TASKS:
**A.** Copy the passage from the court decision below, from "S. 145(3) failure" up to and including "was 88 days.", word for word.
**B.** Answer these questions using the court decision below, one answer per line:
(i) On what date and in what town was the appeal heard?
(ii) How many days in jail was Mattatall sentenced to for the impaired driving conviction?
(iii) According to the Pre-Sentence Report, how old was Mattatall at the time?

Supreme Court

Decision Information

Decision Content

SUPREME COURT OF NOVA SCOTIA

Citation: R. v. Mattatall, 2013 NSSC 31

 

Date: 20130123

Docket: CRAD 353948

Registry: Annapolis Royal

 

 

Between:

Her Majesty the Queen

Appellant

v.

 

Shannon Mattatall

Defendant/Respondent

 

 

 

Judge:                            The Honourable Justice Charles E. Haliburton

 

Heard:                           January 8, 2013, in Annapolis Royal, Nova Scotia

 

Counsel:                         Lloyd Lombard, for the Appellant

Darren MacLeod for the Respondent


By the Court:

 

[1]              This is an appeal by the Crown against the sentence imposed on Shannon Philip Mattatall when he was convicted of a number of offences in July 2011.  The focus of this appeal relates to the sentence he received for impaired driving.

[2]     Mattatall was convicted in Provincial Court on a charge that on or about 11 July, 2009, at or near Round Hill, Annapolis County, he, having consumed alcohol in such a quantity that the concentration thereof in his blood, exceeded 80 mg of alcohol in 100 ml of blood, did have care or control of a motor vehicle, contrary to section 253(1) of the Criminal Code.  Notwithstanding the fact that this was a third or subsequent offence, he was sentenced to serve 60 days in jail.  At the same time he was convicted for a number of other offences, namely;

S. 88.1 the possession of a weapon

S. 266 assault

S. 145(5.1) failure to comply with the condition of an undertaking

S. 145(3) failure to comply with a condition

For each of these offences, Mattatall was sentenced to an additional seven days incarceration.  The total sentence imposed was 88 days.


[3]     Because it was a third offence for impaired driving, Mattatall had been served with a Notice of Intent to seek an increased penalty on behalf of the prosecution as provided by s. 255(1) thereby mandating, "imprisonment for not less than 120 days".

[4]     The transcript reveals that the several offences of which Mattatall was convicted, each involved some involvement with alcohol. The impaired driving offence, which is the focus of this appeal, apparently arose from an incident when Mr. Mattatall was highly inebriated.  On the day in question, the police received a call from the wife of Mattatall who was concerned that he had left home in his vehicle while inebriated.  As a result, a police officer located him in the driveway of a neighbour.  He had passed out in the driver seat with an open bottle of beer between his legs and the remainder of a "12 pack" on the seat beside him.


[5]     There was a Pre‑Sentence Report before the court.  Mattatall was, at the time, 37 years of age, he was in a nine year relationship with a female partner and was the sole support of their two children.  He was also paying regular support for a child of a previous relationship.  He is a tradesman (drywall), who is not always employed, but he was  holding full‑time employment at the time he came before the court for sentencing.  The Pre‑Sentence Report and his criminal record, make it clear that he has alcohol addiction problems, however, his prior convictions for impaired driving were almost 10 years ago.

PROVIDED DATA:

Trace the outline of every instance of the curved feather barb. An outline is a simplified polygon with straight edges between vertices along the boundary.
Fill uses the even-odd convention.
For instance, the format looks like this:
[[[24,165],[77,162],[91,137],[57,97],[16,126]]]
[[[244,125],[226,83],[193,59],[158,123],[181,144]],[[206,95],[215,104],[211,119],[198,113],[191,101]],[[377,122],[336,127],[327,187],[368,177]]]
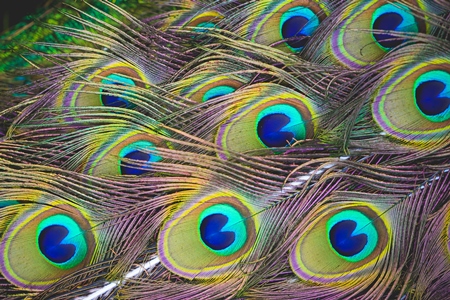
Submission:
[[[2,37],[0,295],[448,297],[448,4],[114,3]]]

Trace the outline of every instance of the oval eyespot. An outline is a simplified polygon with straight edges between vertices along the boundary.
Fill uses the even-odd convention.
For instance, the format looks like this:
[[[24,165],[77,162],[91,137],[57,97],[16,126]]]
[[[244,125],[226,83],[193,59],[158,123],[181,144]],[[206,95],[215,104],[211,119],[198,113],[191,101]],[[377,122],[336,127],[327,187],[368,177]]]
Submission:
[[[450,61],[430,59],[396,67],[379,85],[372,115],[388,135],[430,145],[450,130]]]
[[[419,111],[432,122],[450,119],[450,73],[432,70],[420,75],[414,83]]]
[[[319,18],[307,7],[294,7],[281,16],[281,37],[293,52],[305,47],[319,27]]]
[[[307,97],[273,84],[253,85],[240,95],[242,103],[216,134],[226,151],[289,147],[314,136],[314,104]]]
[[[213,76],[206,80],[199,77],[194,80],[181,95],[198,103],[231,94],[246,83],[244,79],[228,76]]]
[[[375,41],[387,50],[401,45],[405,39],[380,31],[419,32],[418,23],[411,10],[400,3],[387,3],[378,7],[372,16],[372,29]]]
[[[237,263],[249,255],[259,226],[252,211],[240,196],[217,192],[194,197],[164,224],[158,238],[161,262],[188,279],[239,272]]]
[[[139,69],[125,63],[80,70],[82,77],[68,79],[56,99],[56,107],[109,106],[134,108],[130,101],[136,96],[136,88],[145,88],[149,79]]]
[[[36,205],[11,221],[0,245],[3,276],[17,287],[44,290],[87,266],[96,247],[92,225],[78,209]]]
[[[102,85],[117,87],[134,87],[135,82],[127,77],[110,74],[102,79]],[[100,102],[103,106],[133,108],[134,105],[127,100],[127,95],[121,95],[120,92],[102,87],[100,89]]]
[[[119,153],[120,174],[142,175],[150,171],[152,163],[162,160],[161,156],[150,151],[157,152],[155,144],[146,140],[133,142],[122,148]]]
[[[245,32],[251,41],[297,53],[326,16],[319,1],[261,1],[247,17]]]
[[[338,16],[342,21],[327,39],[329,48],[322,51],[351,69],[374,64],[392,48],[427,31],[425,21],[416,17],[415,6],[384,1],[349,6]]]
[[[101,142],[87,157],[83,173],[95,176],[142,175],[162,161],[158,148],[168,144],[157,134],[130,131]]]

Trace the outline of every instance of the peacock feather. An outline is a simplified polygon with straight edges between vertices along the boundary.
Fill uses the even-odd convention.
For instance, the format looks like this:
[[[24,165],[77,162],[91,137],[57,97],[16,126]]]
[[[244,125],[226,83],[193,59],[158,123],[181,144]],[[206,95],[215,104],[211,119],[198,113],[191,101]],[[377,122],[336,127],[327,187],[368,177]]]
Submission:
[[[449,298],[448,3],[46,9],[1,38],[4,298]]]

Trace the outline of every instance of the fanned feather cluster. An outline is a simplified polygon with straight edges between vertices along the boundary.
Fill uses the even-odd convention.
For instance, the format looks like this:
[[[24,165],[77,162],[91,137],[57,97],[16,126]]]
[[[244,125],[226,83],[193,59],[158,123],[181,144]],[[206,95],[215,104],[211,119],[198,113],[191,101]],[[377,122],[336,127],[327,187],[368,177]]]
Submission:
[[[447,1],[117,4],[3,38],[0,297],[449,299]]]

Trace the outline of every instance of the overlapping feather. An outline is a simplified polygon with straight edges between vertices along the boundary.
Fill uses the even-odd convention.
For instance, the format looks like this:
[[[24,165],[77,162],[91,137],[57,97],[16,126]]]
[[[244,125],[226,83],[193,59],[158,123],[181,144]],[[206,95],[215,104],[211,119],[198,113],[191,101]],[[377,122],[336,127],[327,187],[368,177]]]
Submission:
[[[446,297],[448,5],[99,4],[2,92],[2,294]]]

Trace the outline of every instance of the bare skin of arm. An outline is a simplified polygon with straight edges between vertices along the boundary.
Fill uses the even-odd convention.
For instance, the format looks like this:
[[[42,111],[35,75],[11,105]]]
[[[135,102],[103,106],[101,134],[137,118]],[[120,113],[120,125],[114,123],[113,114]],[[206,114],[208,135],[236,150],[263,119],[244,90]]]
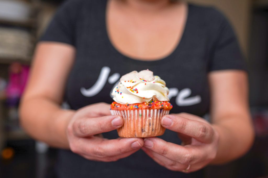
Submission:
[[[21,124],[31,135],[62,148],[69,147],[66,130],[75,111],[62,110],[60,104],[75,53],[62,43],[38,45],[20,109]]]
[[[61,108],[75,52],[73,47],[62,43],[38,45],[20,105],[22,125],[34,138],[88,159],[114,161],[128,156],[142,146],[142,139],[109,140],[97,136],[123,125],[122,117],[110,115],[109,105],[97,103],[77,111]]]

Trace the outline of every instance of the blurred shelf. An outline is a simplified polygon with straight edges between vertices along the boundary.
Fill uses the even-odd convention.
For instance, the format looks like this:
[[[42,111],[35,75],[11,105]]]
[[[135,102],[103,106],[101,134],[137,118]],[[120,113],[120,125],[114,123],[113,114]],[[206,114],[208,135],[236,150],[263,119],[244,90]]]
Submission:
[[[8,140],[26,140],[30,138],[22,129],[9,131],[7,132],[6,134],[6,138]]]
[[[29,19],[26,21],[14,21],[0,19],[0,25],[5,25],[27,28],[35,28],[37,27],[36,20]]]

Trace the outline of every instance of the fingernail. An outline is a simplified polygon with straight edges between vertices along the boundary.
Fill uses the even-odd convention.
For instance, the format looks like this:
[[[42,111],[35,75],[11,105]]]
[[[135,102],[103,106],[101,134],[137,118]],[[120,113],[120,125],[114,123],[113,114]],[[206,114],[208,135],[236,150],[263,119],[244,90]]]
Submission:
[[[152,148],[154,146],[154,143],[150,140],[146,139],[144,140],[144,143],[143,144],[143,145],[147,147]]]
[[[115,126],[122,125],[123,124],[122,119],[119,117],[116,117],[112,121],[112,124]]]
[[[166,126],[169,126],[172,125],[173,122],[171,119],[168,116],[166,116],[162,120],[162,125]]]
[[[132,143],[130,147],[132,148],[137,148],[142,147],[142,145],[137,141],[136,141]]]

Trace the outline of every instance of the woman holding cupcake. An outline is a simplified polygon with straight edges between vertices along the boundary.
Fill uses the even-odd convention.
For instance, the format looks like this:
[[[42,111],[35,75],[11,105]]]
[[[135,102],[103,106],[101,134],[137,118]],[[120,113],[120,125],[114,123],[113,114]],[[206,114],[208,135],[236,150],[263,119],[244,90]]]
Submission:
[[[202,177],[252,144],[245,70],[213,8],[69,0],[37,45],[21,122],[59,148],[59,177]]]

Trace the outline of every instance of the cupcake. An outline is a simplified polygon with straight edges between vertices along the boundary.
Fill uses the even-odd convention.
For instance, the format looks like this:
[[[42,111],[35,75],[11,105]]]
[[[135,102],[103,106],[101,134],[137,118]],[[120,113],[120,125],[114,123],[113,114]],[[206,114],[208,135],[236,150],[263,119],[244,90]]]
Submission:
[[[158,76],[149,70],[133,71],[123,76],[113,90],[112,115],[122,116],[124,124],[117,129],[121,137],[145,137],[162,135],[165,128],[162,117],[172,108],[168,89]]]

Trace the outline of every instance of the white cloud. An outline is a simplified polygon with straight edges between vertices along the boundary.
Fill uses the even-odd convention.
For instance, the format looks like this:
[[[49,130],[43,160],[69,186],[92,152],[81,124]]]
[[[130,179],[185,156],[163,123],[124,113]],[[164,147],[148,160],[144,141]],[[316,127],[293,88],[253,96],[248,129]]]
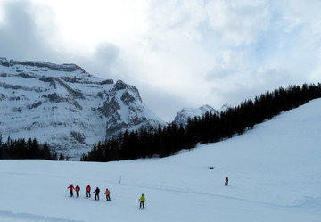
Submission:
[[[319,8],[313,0],[0,0],[1,56],[122,79],[170,120],[171,101],[219,108],[320,80]]]

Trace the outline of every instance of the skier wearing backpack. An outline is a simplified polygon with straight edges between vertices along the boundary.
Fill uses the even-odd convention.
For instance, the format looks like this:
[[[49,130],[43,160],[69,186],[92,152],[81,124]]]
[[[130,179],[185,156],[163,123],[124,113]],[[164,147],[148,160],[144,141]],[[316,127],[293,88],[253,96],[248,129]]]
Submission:
[[[77,197],[79,197],[79,191],[80,191],[80,187],[78,186],[78,185],[76,185],[76,193],[77,193]]]
[[[90,190],[91,190],[91,187],[90,185],[88,185],[87,187],[86,188],[86,197],[91,197],[90,195]]]
[[[144,193],[142,193],[142,196],[141,198],[138,199],[138,201],[140,201],[139,209],[144,209],[144,202],[146,201],[146,198],[144,198]]]
[[[110,197],[111,192],[108,189],[106,189],[105,194],[106,194],[107,201],[111,201],[111,197]]]
[[[75,188],[73,187],[72,184],[71,184],[70,186],[68,186],[67,189],[70,190],[70,197],[72,197],[72,196],[73,196],[73,192],[72,192],[72,190],[75,189]]]
[[[93,193],[95,193],[95,201],[99,201],[99,192],[100,190],[98,187],[93,192]]]

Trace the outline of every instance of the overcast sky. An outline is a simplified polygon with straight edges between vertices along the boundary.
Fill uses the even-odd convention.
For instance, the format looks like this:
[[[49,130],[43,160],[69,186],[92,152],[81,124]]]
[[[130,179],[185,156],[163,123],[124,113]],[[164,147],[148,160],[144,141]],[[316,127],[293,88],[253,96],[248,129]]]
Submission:
[[[321,82],[319,0],[0,0],[0,57],[136,86],[171,121]]]

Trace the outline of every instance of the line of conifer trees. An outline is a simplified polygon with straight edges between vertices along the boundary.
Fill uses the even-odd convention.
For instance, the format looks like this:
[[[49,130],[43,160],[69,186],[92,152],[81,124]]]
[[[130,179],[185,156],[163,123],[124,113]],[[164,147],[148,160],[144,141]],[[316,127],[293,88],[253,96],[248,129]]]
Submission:
[[[196,144],[214,143],[243,134],[255,124],[270,119],[286,111],[321,97],[321,84],[303,84],[302,86],[279,87],[246,100],[218,115],[207,112],[202,118],[188,120],[185,127],[174,122],[157,130],[142,127],[138,131],[126,131],[119,137],[103,140],[83,154],[83,161],[110,161],[141,157],[166,157],[182,149],[192,149]]]
[[[43,159],[57,160],[57,153],[51,152],[48,144],[41,144],[36,138],[12,140],[3,143],[0,136],[0,159]]]

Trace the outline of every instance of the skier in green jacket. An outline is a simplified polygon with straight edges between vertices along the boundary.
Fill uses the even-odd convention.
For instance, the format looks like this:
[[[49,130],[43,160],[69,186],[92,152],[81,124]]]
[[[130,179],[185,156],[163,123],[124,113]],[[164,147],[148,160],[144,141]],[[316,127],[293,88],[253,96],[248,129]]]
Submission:
[[[141,209],[141,208],[142,208],[142,209],[144,208],[144,202],[146,201],[146,198],[144,198],[144,193],[142,193],[142,196],[141,196],[141,198],[139,198],[138,201],[140,201],[139,208],[140,208],[140,209]]]

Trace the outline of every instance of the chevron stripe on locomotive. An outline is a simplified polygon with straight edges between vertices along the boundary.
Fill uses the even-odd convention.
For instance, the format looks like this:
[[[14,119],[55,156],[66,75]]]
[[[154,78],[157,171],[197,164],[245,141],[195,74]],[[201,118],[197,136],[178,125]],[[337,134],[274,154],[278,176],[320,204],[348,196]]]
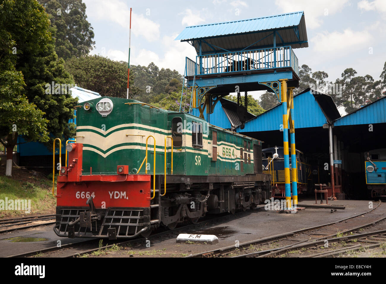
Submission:
[[[58,236],[146,236],[271,196],[261,141],[134,100],[92,100],[76,115],[58,179]]]

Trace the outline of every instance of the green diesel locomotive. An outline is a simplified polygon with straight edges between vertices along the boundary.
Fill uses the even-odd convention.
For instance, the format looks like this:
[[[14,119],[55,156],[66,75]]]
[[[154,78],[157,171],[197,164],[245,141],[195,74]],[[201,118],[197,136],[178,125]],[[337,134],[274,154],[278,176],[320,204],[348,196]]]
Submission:
[[[134,100],[78,106],[76,142],[58,179],[58,236],[146,236],[271,195],[261,141]]]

SOLUTIONS IN ORDER:
**A.**
S. 145(3) failure to comply with a condition

For each of these offences, Mattatall was sentenced to an additional seven days incarceration.  The total sentence imposed was 88 days.

**B.**
(i) January 8, 2013, in Annapolis Royal, Nova Scotia
(ii) 60 days
(iii) 37 years of age